▶ [Parts of the exercise]:
1. Copy the passage of the forum thread on Busoni's Bach transcriptions that runs from "There's a story" up to and including "unique deep sound.", word for word.
2. Quote the rows from the line with "Place one keypoint per instance of the crouching" up to and including the last line of the rows, and leave the pictures out of your answer.

▶ [Selected text]:
— Start —

I thought it must be, from the sound of the piano as well as the rather 'mechanical' performance, not much expression, but it probably gives some sense at least of the tempo and 'attack' of his playing. I think it was the gramophone that encouraged the over-the-top romanticism of mid-century recordings, and evidently in some parts of the world that's still in favour!

Another sublime piece. Vladimir Horowitz plays Johann Sebastian Bach's Adagio from the Toccata in C Major BWV 564, in the transcription by Ferruccio Busoni.

Ah yes, he was a fine composer that Bach-Busoni guy! :D

There's a story of his wife being introduced as Mrs. Busoni, wife of the composer, and the posh lady she was meeting looked a bit mystified, then said, "Ah, you must be Mrs. Bach-Busoni?"
 

elephas

Tribune
A little more on the theme of Busoni's transcriptions. One of his most famous arrangements is J. S. Bach's Choral Prelude "Ich ruf zu dir, Herr Jesu Christ" in F minor BWV 639, known to many from Tarkovsky's fims "Solaris" (1972). There are a lot of performances of this thoughtful and uplifting piece, of wich I choose three: Dinu Lipati, Vladimir Horowitz and Vikingur Olaffson. Which rendition do you like the most? I prefer the Lipati version for its unique deep sound.
 

Praefectus Praetorio

Brother of the Quill
The first classical lp that I bought as a teenager when I got my first hi-fi. I had almost no concept of what the music was, but I fell in love and eventually spent most of my money (that wasn't squandered on drugs), on over 1,000 classical lps.

— End —

▶ [Excerpted records]:
— Start —

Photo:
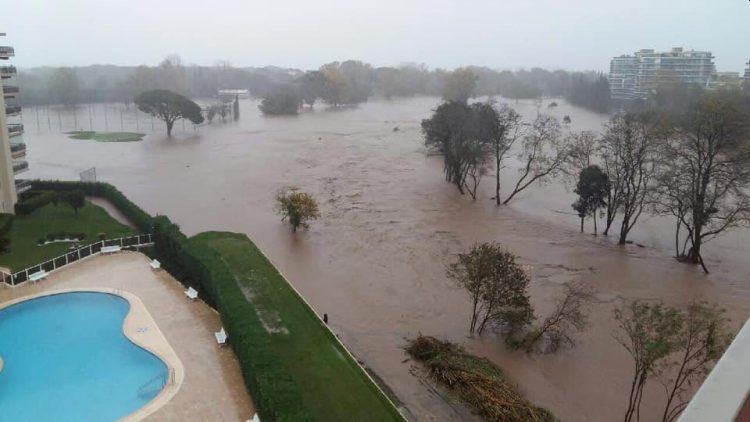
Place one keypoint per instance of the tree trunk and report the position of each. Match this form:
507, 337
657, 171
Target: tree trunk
624, 230
497, 173
596, 230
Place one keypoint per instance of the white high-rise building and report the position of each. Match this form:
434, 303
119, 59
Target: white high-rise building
12, 147
637, 76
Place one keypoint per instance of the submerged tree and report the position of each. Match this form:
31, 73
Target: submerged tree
311, 86
169, 107
650, 333
507, 129
459, 85
497, 286
283, 99
337, 89
570, 314
592, 189
65, 87
705, 173
629, 148
464, 135
299, 208
543, 155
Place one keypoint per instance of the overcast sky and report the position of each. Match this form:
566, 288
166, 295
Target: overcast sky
567, 34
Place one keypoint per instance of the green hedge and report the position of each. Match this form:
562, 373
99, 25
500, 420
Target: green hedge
6, 221
276, 396
133, 212
32, 202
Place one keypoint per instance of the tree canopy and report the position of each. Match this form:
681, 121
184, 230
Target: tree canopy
169, 106
592, 189
283, 99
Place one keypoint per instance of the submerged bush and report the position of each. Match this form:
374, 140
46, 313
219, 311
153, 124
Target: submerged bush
476, 381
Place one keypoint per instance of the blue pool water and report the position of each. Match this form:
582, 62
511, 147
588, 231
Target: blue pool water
66, 358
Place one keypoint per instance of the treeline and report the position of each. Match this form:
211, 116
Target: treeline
347, 82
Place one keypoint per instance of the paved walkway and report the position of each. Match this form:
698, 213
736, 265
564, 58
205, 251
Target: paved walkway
213, 389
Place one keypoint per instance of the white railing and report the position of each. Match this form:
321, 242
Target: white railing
724, 394
75, 255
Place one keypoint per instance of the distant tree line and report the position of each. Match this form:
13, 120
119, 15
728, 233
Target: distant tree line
337, 83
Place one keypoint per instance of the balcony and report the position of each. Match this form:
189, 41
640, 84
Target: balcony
17, 150
22, 185
20, 166
7, 71
6, 52
10, 91
15, 129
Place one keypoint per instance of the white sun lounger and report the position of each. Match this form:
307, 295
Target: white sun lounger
38, 276
110, 249
191, 293
221, 337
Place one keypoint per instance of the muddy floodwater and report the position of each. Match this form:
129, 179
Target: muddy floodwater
375, 261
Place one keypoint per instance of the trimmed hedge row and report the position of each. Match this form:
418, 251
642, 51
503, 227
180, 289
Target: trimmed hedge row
276, 396
133, 212
30, 203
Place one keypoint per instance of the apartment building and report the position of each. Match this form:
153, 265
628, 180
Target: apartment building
12, 147
636, 76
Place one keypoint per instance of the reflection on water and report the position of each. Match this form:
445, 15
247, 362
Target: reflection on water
375, 261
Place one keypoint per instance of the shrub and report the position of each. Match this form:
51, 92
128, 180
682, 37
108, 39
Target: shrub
6, 221
283, 99
133, 212
476, 381
274, 392
32, 202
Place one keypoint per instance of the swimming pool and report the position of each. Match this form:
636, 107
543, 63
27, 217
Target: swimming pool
66, 358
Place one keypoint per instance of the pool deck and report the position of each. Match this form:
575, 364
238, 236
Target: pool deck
211, 385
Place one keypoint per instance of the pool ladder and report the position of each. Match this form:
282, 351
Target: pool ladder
153, 386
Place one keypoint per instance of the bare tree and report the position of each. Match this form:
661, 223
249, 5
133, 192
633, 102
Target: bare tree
510, 129
706, 172
703, 339
543, 155
629, 148
497, 286
570, 314
650, 333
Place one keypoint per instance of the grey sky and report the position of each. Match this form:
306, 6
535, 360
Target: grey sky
573, 34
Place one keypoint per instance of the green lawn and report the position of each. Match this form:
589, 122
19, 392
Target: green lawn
107, 136
333, 385
28, 229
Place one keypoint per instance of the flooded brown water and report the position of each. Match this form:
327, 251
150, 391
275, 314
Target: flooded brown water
375, 261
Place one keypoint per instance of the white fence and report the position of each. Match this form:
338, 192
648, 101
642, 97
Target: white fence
135, 242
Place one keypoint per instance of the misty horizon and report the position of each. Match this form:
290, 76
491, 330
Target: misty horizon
441, 34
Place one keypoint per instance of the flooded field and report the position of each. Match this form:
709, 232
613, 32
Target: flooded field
375, 261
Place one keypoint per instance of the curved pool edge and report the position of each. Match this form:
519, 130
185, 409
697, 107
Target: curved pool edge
151, 340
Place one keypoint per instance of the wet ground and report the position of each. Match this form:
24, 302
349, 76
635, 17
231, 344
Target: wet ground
375, 261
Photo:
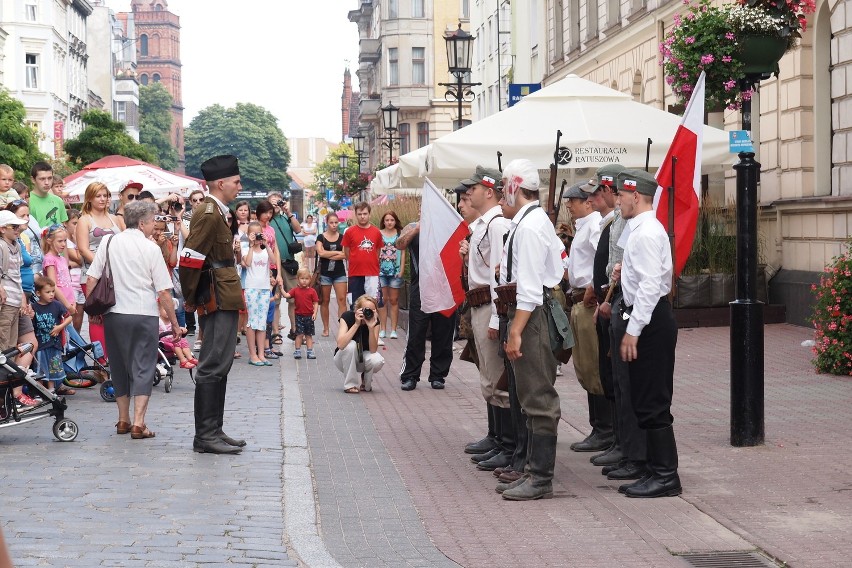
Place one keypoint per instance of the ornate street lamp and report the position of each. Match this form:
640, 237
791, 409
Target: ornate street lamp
390, 119
459, 52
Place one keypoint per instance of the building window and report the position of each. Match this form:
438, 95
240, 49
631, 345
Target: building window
422, 134
418, 9
418, 65
404, 138
393, 66
31, 70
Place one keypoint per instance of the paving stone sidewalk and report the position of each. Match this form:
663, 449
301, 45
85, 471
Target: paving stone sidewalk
107, 500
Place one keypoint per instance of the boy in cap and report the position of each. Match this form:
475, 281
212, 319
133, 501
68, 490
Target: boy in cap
482, 255
209, 280
648, 344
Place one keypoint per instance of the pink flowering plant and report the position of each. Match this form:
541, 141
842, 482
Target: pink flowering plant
833, 317
707, 38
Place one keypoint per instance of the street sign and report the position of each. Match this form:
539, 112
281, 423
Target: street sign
739, 141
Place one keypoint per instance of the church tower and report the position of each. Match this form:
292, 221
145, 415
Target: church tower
158, 58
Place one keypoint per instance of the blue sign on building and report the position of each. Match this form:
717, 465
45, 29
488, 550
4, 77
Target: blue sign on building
517, 91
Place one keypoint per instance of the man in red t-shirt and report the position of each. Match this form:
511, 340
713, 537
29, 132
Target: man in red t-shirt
361, 245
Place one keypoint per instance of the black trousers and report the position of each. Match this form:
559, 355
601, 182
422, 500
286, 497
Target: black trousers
415, 350
652, 373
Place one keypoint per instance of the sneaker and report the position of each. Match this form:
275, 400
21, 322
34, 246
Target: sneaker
25, 400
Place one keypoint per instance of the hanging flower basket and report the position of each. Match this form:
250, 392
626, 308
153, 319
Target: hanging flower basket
760, 54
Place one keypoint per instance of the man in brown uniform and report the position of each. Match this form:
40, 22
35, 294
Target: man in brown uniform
210, 283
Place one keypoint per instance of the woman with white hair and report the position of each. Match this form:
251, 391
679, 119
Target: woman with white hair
141, 280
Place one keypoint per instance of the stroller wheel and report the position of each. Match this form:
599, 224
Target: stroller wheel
107, 391
65, 430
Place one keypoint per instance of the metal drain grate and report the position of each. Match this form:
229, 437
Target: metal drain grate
728, 560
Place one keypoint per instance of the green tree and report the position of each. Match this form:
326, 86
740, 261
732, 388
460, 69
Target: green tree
104, 136
155, 125
18, 143
247, 131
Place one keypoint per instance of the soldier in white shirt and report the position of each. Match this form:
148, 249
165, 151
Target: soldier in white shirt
581, 262
533, 260
648, 345
482, 256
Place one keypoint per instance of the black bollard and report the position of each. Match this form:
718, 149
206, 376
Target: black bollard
747, 423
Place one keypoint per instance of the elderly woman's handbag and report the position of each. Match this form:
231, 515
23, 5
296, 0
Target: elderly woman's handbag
102, 296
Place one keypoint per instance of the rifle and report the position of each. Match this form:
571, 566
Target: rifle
551, 190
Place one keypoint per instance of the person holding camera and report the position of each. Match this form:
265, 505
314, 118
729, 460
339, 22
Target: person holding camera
356, 355
258, 283
286, 225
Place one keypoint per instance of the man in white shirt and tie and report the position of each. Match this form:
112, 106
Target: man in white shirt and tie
648, 344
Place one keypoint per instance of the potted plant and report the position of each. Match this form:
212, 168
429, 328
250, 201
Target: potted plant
728, 42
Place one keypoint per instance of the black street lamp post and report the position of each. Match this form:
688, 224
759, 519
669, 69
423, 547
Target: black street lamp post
459, 52
390, 119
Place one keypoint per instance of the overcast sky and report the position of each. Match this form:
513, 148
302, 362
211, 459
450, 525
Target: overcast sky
287, 56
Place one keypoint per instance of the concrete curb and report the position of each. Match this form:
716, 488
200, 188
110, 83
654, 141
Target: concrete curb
301, 524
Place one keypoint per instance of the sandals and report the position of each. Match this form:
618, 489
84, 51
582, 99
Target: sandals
141, 432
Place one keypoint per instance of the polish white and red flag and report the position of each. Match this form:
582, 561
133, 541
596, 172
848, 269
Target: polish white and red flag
686, 147
440, 266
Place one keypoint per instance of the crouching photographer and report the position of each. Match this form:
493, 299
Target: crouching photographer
357, 345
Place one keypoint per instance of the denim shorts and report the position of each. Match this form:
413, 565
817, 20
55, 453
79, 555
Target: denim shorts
390, 281
327, 281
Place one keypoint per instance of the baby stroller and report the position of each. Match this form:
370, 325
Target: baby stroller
12, 376
82, 363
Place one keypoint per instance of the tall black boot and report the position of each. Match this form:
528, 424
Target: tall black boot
489, 442
223, 386
206, 440
539, 484
662, 463
507, 442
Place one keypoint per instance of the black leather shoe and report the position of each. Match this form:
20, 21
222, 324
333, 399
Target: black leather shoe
630, 470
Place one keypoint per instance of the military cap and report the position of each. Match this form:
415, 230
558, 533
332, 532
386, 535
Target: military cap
637, 180
607, 173
220, 167
575, 192
485, 176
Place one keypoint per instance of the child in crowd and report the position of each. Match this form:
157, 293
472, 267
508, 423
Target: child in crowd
307, 306
256, 263
75, 262
181, 348
50, 318
7, 179
54, 241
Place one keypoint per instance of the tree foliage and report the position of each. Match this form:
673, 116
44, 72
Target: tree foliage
247, 131
104, 136
155, 125
18, 142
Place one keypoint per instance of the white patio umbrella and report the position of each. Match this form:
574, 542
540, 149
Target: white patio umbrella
599, 125
116, 172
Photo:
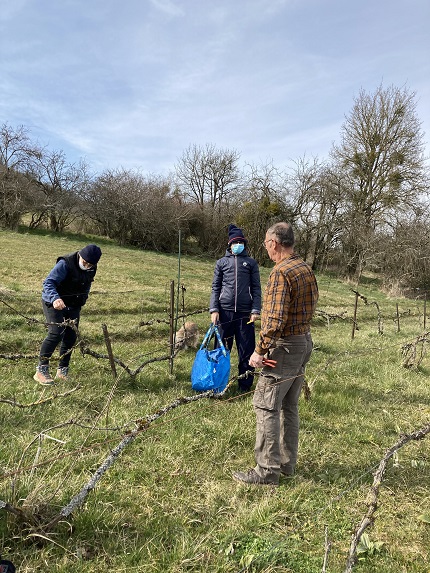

— End —

▶ [Solutions]:
1.
There's a story of his wife being introduced as Mrs. Busoni, wife of the composer, and the posh lady she was meeting looked a bit mystified, then said, "Ah, you must be Mrs. Bach-Busoni?"
 

elephas

Tribune
A little more on the theme of Busoni's transcriptions. One of his most famous arrangements is J. S. Bach's Choral Prelude "Ich ruf zu dir, Herr Jesu Christ" in F minor BWV 639, known to many from Tarkovsky's fims "Solaris" (1972). There are a lot of performances of this thoughtful and uplifting piece, of wich I choose three: Dinu Lipati, Vladimir Horowitz and Vikingur Olaffson. Which rendition do you like the most? I prefer the Lipati version for its unique deep sound.

2.
Place one keypoint per instance of the crouching photographer and report the position of each. Match this form:
493, 299
Target: crouching photographer
357, 345
Place one keypoint per instance of the denim shorts and report the position of each. Match this form:
413, 565
817, 20
55, 453
79, 555
Target: denim shorts
390, 281
327, 281
Place one keypoint per instance of the baby stroller and report the position of each. Match this form:
370, 325
Target: baby stroller
12, 376
82, 363
Place one keypoint per instance of the tall black boot and report the position of each. Match this form:
528, 424
Target: tall black boot
489, 442
223, 386
206, 440
539, 484
662, 463
507, 442
Place one keypoint per instance of the black leather shoe and report the position of each. Match this form:
20, 21
222, 324
333, 399
Target: black leather shoe
630, 470
Place one keypoint per instance of the military cap and report the position of each. Match this form:
415, 230
558, 533
332, 532
386, 535
Target: military cap
637, 180
607, 173
220, 167
575, 192
485, 176
Place one keypoint per instance of the child in crowd and report the position of each. Match this form:
157, 293
472, 267
508, 423
Target: child in crowd
307, 306
256, 263
75, 262
181, 348
50, 318
7, 179
54, 241
Place one keypoint per instance of the tree foliage and report the position of each. Match this form:
673, 116
44, 72
Target: tree foliage
247, 131
104, 136
155, 125
18, 142
Place one keypoint per instance of the white patio umbrella and report the position of each. Match this form:
574, 542
540, 149
Target: white patio umbrella
599, 125
116, 172
Photo:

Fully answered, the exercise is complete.